■ Required action
In the entries that follow, find the word "positive" and report each line it is on.

■ Dataset content
BEGIN
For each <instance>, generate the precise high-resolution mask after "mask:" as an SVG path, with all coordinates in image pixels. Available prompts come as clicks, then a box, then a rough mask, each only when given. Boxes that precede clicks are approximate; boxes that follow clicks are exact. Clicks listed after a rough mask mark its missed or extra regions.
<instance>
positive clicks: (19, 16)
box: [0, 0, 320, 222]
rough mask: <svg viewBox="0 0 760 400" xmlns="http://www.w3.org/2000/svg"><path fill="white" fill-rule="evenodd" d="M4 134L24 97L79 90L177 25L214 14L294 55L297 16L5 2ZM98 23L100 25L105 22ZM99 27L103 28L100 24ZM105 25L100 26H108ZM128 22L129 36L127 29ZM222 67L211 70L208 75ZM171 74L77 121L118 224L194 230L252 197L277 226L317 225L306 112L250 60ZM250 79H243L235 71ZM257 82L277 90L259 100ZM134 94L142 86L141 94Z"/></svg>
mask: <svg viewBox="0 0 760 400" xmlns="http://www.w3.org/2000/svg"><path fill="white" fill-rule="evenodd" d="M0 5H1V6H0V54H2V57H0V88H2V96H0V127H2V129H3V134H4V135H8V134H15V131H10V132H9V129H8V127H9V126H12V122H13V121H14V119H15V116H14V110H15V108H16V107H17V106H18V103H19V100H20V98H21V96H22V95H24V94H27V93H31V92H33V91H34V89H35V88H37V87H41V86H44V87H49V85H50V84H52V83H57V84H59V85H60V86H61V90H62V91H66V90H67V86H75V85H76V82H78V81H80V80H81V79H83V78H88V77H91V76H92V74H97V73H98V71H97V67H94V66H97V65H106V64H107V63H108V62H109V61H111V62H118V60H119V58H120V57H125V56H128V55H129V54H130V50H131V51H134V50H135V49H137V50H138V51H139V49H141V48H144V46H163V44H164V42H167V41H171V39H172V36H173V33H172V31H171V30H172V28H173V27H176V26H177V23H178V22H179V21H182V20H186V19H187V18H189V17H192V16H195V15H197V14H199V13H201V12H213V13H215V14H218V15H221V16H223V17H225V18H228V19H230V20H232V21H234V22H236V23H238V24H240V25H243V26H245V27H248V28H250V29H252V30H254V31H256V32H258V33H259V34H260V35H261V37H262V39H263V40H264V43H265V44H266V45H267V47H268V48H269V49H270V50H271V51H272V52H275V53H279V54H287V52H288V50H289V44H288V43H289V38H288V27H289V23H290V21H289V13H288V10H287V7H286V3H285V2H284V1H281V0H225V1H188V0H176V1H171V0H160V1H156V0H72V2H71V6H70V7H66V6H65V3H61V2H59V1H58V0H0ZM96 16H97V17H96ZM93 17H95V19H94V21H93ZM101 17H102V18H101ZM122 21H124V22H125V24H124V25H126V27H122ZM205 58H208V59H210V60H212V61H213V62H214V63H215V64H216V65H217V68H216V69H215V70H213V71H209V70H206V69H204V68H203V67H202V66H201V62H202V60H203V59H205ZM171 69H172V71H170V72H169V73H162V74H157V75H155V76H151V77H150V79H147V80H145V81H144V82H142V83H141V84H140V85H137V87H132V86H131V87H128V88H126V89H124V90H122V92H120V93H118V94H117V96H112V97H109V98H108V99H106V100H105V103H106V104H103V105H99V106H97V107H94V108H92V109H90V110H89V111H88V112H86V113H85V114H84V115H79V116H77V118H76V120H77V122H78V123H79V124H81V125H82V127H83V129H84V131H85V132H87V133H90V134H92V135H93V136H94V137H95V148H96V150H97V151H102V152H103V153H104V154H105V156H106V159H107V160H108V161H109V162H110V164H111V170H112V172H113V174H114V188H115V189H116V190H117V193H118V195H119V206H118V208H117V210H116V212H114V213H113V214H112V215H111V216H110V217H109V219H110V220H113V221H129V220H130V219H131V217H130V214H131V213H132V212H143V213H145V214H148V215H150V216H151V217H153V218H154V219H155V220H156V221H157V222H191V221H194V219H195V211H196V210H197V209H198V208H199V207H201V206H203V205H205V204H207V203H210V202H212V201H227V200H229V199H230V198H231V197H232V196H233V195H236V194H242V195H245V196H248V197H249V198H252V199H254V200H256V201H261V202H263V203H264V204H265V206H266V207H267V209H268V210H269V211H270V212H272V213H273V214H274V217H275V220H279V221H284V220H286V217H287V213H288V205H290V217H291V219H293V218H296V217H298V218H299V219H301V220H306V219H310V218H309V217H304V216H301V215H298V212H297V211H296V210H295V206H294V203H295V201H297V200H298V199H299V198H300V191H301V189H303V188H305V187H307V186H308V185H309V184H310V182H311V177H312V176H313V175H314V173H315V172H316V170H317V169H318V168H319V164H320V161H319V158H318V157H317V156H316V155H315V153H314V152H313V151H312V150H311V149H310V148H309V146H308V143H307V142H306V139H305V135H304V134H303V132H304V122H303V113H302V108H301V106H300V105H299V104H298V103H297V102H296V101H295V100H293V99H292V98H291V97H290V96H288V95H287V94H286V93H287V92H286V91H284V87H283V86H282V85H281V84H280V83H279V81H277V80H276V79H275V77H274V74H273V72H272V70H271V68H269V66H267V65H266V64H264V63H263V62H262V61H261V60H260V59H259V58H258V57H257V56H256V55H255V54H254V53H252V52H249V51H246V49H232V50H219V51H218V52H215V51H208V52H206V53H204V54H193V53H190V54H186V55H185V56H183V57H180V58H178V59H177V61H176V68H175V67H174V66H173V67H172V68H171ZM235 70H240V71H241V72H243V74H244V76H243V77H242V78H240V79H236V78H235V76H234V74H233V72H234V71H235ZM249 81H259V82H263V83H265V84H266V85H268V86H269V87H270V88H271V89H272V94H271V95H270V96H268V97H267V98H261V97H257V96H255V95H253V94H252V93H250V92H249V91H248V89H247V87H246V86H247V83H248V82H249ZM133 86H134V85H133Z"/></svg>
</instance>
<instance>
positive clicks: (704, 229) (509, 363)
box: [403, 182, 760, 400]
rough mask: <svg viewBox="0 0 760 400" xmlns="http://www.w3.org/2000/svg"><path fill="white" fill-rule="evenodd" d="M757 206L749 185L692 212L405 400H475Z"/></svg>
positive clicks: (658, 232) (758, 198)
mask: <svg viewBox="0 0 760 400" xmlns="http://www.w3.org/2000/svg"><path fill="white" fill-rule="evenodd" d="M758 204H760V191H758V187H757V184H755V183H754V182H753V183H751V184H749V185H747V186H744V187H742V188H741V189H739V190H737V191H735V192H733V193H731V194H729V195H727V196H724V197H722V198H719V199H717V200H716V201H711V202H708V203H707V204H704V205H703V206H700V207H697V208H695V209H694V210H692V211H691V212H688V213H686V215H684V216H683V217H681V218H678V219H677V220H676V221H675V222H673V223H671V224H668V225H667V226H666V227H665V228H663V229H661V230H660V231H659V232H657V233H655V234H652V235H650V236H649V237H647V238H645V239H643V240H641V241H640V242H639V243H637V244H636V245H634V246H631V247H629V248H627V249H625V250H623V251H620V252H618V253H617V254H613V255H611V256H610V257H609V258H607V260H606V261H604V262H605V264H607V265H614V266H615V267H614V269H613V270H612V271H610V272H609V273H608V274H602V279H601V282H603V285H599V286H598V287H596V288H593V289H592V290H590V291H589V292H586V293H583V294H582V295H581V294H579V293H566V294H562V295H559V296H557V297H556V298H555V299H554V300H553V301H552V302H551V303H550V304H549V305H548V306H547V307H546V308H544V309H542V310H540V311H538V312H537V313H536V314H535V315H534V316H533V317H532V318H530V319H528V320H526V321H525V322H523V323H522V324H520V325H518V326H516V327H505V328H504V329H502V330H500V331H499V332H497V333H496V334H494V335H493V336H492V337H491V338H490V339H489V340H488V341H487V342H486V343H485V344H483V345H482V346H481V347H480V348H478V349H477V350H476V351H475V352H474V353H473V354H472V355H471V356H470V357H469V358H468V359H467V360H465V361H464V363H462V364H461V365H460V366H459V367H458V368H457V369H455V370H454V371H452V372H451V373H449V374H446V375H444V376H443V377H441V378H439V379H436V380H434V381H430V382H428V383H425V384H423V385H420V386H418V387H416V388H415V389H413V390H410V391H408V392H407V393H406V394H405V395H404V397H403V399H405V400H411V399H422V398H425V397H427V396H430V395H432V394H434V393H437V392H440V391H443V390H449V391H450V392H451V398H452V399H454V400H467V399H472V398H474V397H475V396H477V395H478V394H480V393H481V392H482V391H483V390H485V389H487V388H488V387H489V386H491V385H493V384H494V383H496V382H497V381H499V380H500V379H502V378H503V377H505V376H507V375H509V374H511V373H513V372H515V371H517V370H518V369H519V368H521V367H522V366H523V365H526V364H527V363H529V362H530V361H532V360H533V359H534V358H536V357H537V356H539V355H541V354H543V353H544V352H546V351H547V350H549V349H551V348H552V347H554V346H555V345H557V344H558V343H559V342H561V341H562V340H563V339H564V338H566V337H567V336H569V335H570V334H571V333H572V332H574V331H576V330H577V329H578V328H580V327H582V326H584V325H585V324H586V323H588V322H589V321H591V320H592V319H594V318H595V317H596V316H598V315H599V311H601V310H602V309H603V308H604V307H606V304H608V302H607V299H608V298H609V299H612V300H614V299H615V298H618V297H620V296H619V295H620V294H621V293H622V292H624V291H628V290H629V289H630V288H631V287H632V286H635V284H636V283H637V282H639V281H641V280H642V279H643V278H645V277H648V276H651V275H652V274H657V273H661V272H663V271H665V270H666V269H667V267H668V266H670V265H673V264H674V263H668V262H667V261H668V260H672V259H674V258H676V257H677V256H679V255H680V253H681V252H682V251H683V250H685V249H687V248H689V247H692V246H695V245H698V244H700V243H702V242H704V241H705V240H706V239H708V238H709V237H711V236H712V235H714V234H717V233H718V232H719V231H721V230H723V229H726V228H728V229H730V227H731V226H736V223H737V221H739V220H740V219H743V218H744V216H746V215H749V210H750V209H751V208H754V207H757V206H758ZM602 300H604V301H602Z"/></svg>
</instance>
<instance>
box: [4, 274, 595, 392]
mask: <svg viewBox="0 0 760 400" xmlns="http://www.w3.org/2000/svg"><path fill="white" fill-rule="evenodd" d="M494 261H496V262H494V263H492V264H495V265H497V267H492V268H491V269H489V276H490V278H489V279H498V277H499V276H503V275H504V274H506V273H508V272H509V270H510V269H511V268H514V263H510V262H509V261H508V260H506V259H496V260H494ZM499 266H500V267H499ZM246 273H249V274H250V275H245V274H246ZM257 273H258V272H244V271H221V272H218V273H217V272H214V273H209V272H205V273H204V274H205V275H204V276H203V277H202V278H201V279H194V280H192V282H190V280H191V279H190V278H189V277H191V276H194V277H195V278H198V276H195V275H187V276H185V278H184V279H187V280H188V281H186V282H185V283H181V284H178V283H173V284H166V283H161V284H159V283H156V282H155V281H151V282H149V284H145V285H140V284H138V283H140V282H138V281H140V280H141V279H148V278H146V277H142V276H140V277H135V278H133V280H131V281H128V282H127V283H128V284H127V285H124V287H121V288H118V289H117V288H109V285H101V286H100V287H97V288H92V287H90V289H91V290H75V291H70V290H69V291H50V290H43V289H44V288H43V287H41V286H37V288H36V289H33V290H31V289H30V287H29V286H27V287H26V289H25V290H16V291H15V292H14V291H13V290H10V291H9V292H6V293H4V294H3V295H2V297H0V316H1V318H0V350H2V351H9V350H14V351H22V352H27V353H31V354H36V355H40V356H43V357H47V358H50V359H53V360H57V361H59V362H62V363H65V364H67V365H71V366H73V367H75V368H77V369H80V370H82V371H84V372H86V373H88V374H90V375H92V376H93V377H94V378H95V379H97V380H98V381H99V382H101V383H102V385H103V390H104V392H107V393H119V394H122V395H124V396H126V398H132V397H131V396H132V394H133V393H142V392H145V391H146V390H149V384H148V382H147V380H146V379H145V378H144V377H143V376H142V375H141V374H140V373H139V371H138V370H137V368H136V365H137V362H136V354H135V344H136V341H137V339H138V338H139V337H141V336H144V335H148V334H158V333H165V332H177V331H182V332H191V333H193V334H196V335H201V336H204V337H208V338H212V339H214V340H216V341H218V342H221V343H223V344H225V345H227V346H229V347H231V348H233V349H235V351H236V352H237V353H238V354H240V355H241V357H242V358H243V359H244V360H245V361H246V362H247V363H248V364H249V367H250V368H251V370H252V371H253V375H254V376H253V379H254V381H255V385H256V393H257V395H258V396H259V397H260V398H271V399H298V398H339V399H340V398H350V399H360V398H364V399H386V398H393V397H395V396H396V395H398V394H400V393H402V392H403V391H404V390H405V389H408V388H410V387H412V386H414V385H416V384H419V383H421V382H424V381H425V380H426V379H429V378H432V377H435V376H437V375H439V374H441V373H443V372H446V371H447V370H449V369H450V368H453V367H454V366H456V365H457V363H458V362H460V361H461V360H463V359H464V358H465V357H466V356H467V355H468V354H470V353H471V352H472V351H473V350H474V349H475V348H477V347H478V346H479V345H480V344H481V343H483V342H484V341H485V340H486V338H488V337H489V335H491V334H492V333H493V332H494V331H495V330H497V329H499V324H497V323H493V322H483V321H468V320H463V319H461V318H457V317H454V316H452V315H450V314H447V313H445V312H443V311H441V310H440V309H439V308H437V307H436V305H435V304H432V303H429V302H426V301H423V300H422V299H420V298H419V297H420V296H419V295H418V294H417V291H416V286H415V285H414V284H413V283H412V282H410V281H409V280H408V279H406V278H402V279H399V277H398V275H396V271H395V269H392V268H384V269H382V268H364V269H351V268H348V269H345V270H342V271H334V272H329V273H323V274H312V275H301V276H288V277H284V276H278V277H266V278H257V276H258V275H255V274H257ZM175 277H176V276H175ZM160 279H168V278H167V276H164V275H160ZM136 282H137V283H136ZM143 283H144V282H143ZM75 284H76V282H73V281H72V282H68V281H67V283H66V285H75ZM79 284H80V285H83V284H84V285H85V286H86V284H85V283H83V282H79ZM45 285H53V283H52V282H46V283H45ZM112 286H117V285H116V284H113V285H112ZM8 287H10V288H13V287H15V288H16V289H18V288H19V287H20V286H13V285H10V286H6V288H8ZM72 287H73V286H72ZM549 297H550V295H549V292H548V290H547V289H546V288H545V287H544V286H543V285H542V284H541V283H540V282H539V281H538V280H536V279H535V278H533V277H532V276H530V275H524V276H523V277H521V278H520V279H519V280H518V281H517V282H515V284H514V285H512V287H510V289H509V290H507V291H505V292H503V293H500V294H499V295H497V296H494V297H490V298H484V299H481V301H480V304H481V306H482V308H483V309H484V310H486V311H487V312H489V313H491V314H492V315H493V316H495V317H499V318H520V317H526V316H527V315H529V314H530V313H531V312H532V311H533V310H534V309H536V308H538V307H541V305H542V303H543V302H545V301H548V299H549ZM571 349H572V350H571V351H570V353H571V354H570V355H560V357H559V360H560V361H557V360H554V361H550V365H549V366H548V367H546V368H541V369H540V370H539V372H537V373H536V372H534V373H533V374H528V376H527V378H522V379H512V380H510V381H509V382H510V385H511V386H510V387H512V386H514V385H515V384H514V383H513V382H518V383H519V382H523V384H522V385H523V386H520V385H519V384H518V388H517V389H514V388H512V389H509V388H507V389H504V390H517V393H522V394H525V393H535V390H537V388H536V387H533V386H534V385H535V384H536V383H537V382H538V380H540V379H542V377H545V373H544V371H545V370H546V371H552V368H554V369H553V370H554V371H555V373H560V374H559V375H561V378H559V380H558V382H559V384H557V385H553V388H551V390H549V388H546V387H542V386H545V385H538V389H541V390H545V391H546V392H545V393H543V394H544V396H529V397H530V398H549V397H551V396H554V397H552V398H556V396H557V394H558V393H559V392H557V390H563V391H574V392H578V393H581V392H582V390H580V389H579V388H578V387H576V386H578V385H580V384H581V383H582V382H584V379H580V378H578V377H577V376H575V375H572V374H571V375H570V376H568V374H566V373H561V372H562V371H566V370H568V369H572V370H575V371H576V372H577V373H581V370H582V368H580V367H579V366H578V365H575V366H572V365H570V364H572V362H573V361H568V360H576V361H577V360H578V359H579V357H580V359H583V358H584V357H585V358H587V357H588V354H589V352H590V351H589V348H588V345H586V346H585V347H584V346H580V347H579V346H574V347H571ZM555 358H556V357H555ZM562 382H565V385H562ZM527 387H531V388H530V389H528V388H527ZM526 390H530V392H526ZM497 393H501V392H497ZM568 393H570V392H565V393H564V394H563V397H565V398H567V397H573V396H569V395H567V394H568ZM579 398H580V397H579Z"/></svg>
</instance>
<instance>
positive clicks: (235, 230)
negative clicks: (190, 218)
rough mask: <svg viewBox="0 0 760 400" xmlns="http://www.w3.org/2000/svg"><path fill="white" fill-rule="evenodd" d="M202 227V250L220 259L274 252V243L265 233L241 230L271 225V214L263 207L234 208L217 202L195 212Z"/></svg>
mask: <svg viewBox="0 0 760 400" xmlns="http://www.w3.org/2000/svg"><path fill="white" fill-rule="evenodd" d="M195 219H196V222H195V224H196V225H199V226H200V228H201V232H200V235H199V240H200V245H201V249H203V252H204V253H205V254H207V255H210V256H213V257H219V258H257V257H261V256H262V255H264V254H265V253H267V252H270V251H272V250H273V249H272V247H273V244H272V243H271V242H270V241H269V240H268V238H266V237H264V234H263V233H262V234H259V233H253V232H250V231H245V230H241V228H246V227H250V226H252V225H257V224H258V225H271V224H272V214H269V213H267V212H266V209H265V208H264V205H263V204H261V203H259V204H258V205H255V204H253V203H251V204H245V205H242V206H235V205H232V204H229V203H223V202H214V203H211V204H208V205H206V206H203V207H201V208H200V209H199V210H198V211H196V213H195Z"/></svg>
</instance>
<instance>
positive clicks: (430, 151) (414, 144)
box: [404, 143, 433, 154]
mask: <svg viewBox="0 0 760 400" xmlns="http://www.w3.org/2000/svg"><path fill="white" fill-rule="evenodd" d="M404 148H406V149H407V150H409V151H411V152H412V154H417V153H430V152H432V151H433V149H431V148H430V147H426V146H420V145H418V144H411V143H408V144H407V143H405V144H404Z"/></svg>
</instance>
END
■ Result for this exercise
positive clicks: (19, 16)
positive clicks: (704, 229) (509, 363)
positive clicks: (658, 232) (758, 198)
positive clicks: (235, 230)
positive clicks: (430, 151) (414, 144)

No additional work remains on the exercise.